(Recorded information Opens)
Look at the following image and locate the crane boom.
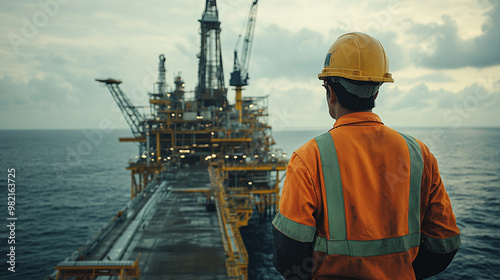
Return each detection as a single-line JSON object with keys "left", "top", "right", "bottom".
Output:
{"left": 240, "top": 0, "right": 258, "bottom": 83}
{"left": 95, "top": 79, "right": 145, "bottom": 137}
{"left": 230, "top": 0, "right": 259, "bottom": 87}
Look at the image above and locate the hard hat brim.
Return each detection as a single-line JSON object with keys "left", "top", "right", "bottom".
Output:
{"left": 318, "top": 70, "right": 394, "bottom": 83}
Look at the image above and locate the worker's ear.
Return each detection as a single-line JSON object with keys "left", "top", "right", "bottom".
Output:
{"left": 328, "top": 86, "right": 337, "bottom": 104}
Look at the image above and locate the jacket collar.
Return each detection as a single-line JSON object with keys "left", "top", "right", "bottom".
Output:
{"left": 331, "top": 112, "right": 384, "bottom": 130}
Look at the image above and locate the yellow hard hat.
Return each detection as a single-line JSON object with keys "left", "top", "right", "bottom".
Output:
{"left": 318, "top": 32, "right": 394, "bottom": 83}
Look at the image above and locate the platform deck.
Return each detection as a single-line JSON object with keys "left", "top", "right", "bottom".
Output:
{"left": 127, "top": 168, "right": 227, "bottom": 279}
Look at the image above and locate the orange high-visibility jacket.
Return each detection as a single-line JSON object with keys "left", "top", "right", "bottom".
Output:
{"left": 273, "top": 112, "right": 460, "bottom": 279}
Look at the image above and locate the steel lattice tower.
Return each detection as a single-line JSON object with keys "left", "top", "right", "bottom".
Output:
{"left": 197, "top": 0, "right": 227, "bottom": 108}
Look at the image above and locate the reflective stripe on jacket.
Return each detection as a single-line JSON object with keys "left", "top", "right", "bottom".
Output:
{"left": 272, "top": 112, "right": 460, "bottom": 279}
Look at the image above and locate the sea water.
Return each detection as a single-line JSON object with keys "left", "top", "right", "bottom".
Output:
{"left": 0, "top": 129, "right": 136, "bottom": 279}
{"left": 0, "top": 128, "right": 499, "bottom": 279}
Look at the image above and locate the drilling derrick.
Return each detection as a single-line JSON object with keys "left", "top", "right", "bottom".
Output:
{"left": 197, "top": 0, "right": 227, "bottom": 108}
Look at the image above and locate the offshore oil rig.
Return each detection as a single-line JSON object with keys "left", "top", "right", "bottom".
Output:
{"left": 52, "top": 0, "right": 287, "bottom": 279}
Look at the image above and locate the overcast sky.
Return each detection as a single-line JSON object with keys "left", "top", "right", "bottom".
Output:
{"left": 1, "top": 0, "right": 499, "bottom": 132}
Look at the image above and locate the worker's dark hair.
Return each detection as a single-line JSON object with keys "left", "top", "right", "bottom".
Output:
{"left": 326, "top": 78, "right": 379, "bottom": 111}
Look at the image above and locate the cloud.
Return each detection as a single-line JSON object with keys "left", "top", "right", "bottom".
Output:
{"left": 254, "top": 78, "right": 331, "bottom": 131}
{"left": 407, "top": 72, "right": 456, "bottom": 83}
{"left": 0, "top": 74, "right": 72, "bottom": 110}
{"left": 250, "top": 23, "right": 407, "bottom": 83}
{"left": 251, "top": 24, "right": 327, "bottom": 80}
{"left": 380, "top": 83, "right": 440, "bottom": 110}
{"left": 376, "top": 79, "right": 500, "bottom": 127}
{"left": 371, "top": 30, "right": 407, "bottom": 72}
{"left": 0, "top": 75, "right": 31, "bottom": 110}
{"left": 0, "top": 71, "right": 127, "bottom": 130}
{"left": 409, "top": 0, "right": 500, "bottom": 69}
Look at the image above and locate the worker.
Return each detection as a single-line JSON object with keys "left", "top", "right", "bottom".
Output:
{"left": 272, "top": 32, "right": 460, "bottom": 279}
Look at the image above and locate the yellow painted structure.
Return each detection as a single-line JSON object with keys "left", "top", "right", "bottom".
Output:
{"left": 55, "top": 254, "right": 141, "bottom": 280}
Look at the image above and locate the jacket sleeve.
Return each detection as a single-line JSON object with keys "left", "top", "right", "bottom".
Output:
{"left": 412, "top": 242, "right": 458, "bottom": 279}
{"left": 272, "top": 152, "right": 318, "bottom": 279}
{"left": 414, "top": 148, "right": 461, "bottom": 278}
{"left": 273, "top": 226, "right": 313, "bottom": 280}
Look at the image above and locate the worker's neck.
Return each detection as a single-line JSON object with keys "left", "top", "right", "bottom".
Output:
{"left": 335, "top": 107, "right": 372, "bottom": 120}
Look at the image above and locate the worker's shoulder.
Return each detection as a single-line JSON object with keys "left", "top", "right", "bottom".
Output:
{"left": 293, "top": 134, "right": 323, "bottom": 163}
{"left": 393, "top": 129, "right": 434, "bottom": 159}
(Recorded information Closes)
(Recorded information Opens)
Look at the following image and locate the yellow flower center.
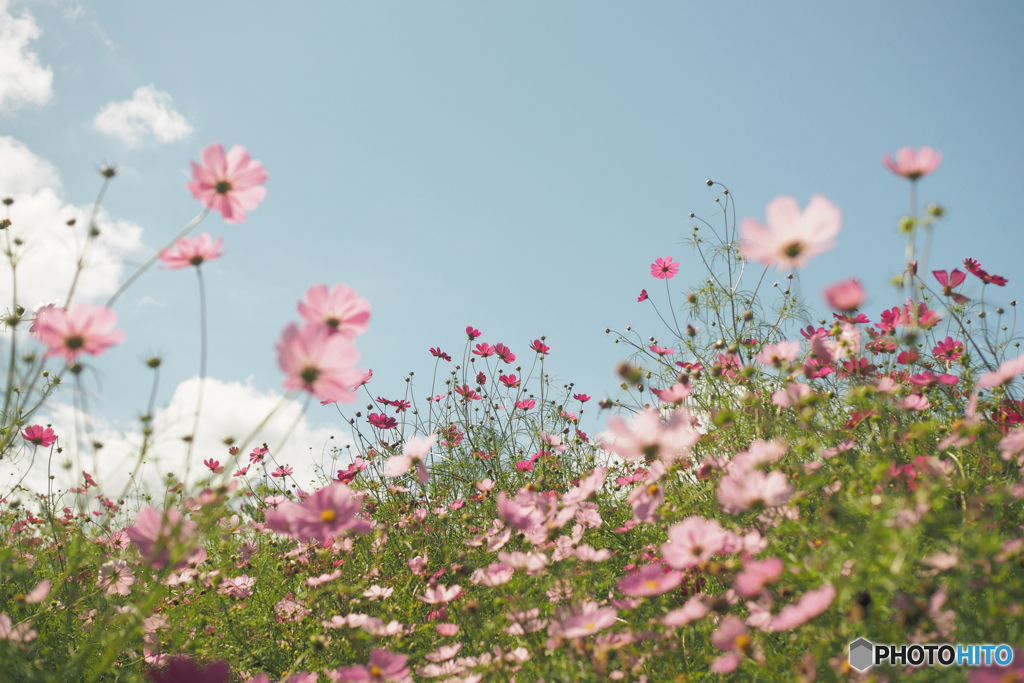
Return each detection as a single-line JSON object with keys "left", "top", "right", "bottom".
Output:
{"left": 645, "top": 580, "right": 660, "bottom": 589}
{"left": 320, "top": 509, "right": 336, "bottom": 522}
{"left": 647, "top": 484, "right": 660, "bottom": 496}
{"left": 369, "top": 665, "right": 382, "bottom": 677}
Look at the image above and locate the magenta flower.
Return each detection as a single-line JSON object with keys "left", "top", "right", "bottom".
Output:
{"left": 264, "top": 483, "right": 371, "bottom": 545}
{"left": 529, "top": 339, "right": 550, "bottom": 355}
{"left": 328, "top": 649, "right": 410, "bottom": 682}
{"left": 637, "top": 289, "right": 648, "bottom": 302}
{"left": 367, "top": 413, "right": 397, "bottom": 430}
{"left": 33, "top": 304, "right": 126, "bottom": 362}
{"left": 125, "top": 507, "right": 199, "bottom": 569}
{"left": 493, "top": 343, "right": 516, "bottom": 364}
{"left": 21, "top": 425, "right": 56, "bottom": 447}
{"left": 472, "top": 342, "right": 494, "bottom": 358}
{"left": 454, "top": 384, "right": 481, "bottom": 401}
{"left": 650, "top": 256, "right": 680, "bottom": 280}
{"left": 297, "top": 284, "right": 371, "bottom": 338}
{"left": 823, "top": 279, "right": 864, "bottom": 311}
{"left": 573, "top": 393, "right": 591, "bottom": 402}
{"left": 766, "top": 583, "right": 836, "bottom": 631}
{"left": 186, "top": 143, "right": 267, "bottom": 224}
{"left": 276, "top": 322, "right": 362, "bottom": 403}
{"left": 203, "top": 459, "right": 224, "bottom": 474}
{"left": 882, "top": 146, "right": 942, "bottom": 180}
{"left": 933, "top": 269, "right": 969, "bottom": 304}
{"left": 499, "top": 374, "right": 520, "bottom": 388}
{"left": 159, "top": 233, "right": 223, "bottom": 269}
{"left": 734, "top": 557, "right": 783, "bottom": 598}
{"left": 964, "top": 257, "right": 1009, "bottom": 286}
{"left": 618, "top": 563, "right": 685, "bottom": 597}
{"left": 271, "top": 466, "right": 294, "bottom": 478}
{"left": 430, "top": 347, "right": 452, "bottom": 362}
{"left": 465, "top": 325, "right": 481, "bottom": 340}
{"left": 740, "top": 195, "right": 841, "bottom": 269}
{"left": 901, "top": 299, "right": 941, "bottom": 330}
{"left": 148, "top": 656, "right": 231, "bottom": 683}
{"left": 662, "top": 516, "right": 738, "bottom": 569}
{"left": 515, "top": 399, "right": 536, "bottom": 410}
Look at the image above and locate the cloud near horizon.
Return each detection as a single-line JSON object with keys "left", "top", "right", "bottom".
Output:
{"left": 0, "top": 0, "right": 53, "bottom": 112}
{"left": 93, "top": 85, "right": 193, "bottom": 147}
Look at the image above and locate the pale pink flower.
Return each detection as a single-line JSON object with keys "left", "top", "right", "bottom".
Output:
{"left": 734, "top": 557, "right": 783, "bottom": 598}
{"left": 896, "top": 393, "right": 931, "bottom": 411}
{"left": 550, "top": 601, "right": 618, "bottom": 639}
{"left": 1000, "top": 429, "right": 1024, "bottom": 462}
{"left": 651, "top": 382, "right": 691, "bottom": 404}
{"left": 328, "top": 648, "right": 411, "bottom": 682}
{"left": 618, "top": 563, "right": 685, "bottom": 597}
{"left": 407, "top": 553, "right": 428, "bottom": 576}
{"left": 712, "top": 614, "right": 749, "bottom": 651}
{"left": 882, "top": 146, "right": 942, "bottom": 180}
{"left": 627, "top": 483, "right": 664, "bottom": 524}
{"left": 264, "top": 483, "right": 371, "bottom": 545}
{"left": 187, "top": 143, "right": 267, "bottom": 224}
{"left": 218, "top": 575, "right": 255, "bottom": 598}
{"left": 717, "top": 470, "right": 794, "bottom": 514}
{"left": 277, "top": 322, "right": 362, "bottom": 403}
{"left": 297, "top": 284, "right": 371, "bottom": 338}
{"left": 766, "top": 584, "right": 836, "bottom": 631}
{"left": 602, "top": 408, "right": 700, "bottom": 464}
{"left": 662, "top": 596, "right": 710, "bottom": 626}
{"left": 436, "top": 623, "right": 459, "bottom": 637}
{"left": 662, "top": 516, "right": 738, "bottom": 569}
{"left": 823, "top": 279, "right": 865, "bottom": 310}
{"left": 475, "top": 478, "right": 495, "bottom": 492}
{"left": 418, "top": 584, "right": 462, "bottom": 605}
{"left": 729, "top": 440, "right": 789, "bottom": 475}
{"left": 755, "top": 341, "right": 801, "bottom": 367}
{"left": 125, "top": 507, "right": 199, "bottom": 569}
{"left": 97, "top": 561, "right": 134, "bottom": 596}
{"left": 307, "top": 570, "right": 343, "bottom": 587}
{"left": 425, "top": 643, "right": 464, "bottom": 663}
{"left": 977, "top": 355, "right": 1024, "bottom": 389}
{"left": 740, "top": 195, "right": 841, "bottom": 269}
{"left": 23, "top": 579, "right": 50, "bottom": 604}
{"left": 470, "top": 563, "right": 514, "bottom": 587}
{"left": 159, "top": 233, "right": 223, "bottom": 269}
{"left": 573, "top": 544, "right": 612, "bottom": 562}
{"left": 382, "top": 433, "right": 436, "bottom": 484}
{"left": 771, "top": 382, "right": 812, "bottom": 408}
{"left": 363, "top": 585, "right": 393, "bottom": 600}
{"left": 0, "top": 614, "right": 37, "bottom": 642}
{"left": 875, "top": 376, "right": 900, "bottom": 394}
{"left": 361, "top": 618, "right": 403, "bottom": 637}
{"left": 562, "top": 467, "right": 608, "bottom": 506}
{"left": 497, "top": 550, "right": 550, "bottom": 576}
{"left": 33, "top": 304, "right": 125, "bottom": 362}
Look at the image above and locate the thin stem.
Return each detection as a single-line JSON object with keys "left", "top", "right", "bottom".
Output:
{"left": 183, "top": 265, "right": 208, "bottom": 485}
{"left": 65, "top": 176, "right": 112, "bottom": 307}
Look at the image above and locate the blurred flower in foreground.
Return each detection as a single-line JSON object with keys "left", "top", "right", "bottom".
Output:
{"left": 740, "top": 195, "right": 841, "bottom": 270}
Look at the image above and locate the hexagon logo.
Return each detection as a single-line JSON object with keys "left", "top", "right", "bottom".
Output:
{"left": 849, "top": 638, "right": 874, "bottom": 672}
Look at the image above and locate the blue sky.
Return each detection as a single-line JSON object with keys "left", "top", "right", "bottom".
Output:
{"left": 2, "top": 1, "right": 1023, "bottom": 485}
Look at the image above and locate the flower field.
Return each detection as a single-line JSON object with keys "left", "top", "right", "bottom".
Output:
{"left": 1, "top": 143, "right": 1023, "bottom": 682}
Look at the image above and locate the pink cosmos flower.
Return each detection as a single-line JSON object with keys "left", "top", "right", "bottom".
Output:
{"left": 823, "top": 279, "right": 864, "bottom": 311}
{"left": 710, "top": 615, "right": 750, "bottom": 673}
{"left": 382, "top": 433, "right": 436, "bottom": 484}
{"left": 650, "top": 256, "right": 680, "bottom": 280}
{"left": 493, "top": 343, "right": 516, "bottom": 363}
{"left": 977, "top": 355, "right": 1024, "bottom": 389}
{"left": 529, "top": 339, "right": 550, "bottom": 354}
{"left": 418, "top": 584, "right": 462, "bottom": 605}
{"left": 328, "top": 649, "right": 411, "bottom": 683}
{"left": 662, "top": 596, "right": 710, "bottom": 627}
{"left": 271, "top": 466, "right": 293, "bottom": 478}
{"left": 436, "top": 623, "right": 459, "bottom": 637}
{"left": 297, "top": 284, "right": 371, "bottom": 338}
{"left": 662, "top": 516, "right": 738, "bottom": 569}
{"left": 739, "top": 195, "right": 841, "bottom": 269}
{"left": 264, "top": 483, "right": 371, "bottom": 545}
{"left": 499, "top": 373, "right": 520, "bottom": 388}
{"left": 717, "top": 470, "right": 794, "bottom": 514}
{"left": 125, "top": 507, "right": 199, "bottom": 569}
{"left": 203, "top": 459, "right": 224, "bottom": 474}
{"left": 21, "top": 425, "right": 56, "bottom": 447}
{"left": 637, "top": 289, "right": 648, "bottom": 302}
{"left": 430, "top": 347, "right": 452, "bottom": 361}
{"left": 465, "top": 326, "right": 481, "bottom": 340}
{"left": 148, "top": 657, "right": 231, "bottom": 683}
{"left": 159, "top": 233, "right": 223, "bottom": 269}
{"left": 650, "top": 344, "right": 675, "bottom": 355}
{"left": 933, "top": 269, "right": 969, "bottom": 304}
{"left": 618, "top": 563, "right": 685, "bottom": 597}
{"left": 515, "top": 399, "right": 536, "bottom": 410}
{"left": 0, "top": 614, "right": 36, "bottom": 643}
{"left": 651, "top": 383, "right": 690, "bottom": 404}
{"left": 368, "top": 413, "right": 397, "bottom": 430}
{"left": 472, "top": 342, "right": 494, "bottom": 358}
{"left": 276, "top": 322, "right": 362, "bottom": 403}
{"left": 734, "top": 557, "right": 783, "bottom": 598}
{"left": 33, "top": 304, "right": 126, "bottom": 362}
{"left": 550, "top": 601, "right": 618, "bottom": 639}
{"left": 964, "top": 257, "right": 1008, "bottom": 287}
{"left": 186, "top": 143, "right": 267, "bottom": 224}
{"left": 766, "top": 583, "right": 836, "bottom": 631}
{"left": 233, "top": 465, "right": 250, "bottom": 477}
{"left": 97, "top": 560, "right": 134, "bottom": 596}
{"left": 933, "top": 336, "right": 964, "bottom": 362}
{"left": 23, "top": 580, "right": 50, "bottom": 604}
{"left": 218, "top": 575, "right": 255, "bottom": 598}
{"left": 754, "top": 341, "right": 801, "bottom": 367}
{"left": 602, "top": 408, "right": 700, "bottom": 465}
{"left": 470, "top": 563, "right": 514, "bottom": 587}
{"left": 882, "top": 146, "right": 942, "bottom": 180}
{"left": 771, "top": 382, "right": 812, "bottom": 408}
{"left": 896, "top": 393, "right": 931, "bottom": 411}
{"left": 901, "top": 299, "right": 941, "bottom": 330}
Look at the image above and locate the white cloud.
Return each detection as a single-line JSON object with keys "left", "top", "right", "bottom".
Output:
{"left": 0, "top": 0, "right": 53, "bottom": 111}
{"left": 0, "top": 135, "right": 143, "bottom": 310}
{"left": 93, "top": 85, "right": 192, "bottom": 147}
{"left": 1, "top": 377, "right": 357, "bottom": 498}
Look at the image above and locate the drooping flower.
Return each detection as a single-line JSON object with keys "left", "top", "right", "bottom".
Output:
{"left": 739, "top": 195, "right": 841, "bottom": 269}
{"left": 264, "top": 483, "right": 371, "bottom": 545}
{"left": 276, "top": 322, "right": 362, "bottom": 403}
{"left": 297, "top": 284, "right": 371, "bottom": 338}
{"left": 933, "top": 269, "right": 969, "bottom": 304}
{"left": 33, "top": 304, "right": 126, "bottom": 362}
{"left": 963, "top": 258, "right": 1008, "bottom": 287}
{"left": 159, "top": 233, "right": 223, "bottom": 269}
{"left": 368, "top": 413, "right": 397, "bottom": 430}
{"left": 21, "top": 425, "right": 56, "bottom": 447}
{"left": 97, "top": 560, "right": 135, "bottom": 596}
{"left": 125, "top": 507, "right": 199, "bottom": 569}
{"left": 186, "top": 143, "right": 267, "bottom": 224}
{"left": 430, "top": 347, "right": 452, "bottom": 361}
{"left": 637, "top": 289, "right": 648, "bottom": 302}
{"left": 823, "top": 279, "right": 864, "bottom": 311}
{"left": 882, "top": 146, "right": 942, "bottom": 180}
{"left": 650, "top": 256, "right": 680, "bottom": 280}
(Recorded information Closes)
(Recorded information Opens)
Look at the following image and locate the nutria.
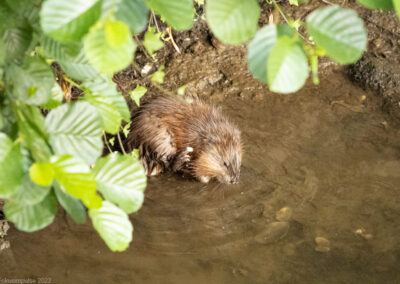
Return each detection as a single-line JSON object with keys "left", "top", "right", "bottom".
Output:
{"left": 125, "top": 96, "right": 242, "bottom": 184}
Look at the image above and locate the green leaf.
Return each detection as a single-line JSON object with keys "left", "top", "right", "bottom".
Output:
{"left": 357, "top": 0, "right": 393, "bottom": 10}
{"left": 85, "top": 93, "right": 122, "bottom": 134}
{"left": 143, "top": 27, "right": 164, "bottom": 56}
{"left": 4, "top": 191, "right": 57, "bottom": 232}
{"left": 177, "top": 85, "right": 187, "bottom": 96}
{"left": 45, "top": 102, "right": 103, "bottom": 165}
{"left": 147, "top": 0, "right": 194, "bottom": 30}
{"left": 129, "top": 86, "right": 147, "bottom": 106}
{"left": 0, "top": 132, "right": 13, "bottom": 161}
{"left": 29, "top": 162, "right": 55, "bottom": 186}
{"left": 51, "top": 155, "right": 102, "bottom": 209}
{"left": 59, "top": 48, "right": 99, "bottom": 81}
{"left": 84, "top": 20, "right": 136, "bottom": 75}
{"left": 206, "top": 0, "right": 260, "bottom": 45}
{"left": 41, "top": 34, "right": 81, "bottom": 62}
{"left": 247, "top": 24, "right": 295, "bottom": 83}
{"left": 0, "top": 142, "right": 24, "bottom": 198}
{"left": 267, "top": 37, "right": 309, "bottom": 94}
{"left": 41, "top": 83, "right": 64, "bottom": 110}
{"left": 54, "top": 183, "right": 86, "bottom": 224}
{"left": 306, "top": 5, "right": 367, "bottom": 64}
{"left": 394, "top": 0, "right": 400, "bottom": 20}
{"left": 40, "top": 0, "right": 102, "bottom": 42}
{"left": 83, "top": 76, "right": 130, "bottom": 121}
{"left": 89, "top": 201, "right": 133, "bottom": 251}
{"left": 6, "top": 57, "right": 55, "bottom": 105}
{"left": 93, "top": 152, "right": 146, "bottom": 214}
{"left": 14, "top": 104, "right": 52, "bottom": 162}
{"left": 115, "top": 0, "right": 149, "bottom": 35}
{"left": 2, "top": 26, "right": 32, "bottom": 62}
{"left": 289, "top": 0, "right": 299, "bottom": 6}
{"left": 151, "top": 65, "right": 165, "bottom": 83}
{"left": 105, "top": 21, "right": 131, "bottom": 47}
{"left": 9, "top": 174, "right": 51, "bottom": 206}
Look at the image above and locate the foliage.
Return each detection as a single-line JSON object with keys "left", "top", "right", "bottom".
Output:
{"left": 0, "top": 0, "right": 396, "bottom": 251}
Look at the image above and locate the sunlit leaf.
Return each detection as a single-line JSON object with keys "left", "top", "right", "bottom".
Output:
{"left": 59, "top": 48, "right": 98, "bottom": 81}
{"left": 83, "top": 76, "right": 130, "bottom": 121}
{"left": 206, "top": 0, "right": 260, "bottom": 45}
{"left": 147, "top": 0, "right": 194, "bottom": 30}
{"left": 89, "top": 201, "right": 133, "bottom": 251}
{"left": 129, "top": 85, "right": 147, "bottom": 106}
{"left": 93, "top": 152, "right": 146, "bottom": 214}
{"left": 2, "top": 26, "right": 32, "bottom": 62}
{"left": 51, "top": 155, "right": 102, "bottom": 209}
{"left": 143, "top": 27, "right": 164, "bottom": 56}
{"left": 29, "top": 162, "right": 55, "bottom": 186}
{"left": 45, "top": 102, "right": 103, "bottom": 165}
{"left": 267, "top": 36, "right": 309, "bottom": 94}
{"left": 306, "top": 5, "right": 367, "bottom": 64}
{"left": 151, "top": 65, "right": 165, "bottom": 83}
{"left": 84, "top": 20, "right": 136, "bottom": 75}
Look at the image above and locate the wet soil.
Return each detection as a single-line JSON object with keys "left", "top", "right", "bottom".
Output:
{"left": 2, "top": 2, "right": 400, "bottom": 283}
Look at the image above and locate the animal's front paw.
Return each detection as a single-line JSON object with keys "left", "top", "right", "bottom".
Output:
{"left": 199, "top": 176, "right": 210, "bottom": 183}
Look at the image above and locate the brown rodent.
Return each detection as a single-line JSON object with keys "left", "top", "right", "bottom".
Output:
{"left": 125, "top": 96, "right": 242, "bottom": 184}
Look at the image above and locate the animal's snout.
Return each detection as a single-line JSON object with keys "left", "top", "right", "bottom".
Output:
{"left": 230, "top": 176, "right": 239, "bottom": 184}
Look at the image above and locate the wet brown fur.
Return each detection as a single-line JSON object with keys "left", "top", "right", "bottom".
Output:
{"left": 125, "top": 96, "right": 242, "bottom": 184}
(Recorded information Closes)
### Your assignment
From the entries, give the number of lines where the string "pink" is found, and nothing else.

### Task answer
2